** TASK MATERIAL follows **

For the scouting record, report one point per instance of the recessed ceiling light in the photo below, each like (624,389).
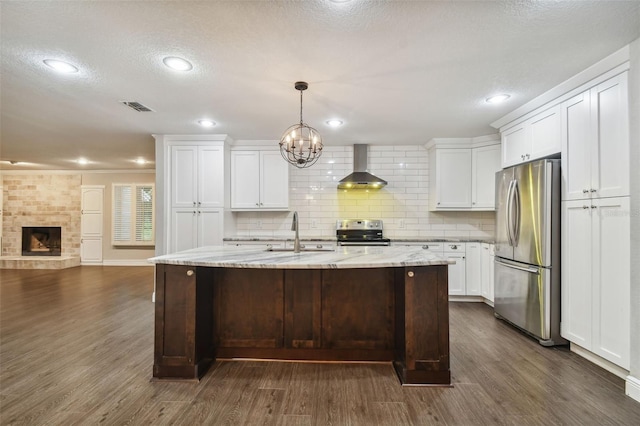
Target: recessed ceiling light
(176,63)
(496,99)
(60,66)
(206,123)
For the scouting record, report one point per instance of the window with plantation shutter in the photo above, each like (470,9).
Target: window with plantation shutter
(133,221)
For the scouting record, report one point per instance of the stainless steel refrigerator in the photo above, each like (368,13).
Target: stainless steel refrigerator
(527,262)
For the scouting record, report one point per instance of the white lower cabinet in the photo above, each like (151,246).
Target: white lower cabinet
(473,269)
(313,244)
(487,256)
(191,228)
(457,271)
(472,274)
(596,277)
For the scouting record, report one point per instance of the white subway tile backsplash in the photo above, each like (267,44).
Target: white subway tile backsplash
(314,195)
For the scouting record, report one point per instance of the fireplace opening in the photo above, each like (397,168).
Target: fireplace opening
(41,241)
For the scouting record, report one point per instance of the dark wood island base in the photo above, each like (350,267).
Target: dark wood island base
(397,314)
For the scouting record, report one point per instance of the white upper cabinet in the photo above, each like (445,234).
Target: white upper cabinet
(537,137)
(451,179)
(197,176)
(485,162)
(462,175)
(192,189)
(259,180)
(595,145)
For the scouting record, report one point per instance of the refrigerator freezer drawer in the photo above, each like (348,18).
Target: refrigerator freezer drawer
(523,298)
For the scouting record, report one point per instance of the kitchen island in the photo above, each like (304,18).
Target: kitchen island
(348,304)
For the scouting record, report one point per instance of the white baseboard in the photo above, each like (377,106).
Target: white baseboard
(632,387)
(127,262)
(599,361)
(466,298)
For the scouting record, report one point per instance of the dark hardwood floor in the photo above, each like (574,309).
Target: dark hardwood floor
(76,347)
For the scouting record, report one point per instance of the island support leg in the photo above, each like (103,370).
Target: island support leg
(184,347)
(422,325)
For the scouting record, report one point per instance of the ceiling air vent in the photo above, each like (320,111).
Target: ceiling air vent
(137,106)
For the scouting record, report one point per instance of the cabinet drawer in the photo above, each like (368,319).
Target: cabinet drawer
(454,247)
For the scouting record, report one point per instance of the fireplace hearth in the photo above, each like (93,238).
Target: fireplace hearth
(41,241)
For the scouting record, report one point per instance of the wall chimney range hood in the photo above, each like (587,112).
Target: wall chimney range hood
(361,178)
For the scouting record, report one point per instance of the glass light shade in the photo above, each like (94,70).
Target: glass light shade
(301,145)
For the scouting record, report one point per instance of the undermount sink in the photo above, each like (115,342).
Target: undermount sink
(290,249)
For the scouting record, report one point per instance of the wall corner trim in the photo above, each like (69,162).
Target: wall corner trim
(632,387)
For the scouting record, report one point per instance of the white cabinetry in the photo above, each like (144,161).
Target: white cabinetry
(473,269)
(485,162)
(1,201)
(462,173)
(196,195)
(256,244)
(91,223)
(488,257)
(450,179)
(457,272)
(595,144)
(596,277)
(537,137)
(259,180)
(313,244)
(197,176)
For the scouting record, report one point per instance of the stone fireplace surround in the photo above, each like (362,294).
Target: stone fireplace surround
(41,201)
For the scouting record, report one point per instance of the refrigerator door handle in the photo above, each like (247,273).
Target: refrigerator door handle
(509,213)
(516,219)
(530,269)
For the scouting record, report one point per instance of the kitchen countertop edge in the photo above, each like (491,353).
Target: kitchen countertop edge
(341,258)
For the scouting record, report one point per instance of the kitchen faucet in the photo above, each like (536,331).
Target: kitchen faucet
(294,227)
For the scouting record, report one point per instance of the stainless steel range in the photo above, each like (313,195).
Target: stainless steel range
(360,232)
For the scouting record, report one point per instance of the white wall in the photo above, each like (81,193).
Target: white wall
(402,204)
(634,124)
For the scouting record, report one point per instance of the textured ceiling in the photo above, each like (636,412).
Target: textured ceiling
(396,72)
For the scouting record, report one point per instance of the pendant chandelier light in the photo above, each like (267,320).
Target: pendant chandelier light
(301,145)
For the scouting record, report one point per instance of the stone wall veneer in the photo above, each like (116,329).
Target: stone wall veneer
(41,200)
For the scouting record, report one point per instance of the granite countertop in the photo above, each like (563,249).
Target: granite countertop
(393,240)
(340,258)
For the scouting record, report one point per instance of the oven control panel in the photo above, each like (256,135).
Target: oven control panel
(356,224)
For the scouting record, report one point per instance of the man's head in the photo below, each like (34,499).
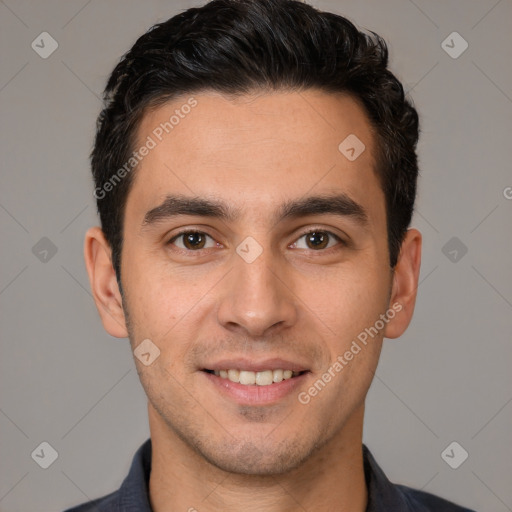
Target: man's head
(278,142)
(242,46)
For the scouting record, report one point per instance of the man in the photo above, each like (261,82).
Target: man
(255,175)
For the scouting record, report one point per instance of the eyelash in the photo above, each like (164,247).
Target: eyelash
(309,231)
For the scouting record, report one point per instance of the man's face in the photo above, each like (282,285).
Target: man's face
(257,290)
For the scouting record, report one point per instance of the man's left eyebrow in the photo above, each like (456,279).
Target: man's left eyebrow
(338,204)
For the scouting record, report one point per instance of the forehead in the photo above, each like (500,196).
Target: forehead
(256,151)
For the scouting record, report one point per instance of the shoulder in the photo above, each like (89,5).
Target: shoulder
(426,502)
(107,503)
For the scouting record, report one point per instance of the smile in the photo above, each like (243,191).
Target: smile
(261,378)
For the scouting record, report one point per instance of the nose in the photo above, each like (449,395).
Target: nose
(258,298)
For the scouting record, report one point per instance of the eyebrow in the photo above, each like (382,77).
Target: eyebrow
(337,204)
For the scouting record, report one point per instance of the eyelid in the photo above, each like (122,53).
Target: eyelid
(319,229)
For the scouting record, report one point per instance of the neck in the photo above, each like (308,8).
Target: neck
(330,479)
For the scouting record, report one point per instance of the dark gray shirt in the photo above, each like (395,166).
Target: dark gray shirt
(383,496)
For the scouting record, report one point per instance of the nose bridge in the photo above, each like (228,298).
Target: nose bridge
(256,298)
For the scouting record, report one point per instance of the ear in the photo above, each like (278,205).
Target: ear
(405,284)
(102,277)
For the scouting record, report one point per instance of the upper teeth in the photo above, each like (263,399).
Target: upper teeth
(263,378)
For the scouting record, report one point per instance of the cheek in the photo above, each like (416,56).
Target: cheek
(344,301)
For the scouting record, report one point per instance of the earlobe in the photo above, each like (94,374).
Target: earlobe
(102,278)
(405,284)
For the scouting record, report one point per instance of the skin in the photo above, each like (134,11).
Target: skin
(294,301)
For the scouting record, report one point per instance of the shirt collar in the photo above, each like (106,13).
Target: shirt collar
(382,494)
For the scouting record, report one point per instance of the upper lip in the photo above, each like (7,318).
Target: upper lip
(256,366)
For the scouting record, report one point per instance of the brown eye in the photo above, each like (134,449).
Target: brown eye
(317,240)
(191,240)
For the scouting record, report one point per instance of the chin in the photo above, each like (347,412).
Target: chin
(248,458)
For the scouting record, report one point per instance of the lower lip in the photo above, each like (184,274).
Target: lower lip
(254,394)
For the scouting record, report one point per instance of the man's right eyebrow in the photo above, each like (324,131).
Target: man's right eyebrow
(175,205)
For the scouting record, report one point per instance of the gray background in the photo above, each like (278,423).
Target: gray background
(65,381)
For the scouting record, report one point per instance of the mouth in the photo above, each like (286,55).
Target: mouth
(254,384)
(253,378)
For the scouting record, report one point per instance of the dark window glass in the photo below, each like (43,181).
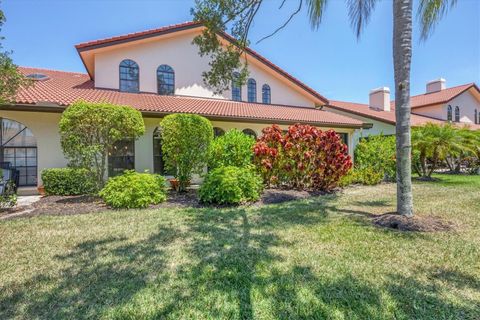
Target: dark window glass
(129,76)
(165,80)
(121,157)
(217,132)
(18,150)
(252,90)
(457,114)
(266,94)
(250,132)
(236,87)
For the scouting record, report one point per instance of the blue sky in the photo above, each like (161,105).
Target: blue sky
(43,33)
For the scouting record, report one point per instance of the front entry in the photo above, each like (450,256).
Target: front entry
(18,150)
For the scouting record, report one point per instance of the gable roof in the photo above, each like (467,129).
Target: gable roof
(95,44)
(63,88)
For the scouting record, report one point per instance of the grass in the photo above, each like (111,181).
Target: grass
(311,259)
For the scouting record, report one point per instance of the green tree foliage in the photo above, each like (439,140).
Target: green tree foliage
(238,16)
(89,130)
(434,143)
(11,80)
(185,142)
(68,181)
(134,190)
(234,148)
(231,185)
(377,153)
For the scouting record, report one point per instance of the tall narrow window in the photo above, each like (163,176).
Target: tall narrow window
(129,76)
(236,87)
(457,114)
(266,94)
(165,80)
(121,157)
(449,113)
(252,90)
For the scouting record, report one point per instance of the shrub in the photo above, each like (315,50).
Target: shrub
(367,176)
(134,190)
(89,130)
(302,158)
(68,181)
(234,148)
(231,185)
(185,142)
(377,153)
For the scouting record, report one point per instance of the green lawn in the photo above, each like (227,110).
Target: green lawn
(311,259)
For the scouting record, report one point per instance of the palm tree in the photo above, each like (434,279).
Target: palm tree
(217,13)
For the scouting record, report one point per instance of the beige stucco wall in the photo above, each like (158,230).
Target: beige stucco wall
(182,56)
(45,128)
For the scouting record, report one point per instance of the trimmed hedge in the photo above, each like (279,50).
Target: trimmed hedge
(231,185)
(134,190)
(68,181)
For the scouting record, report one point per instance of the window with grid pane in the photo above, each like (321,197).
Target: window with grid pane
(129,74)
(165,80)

** End of TASK MATERIAL **

*EXERCISE PROMPT*.
Your reply should be one number: how many lines in the entries above contain the word "below".

*RESULT OF THIS EXERCISE*.
3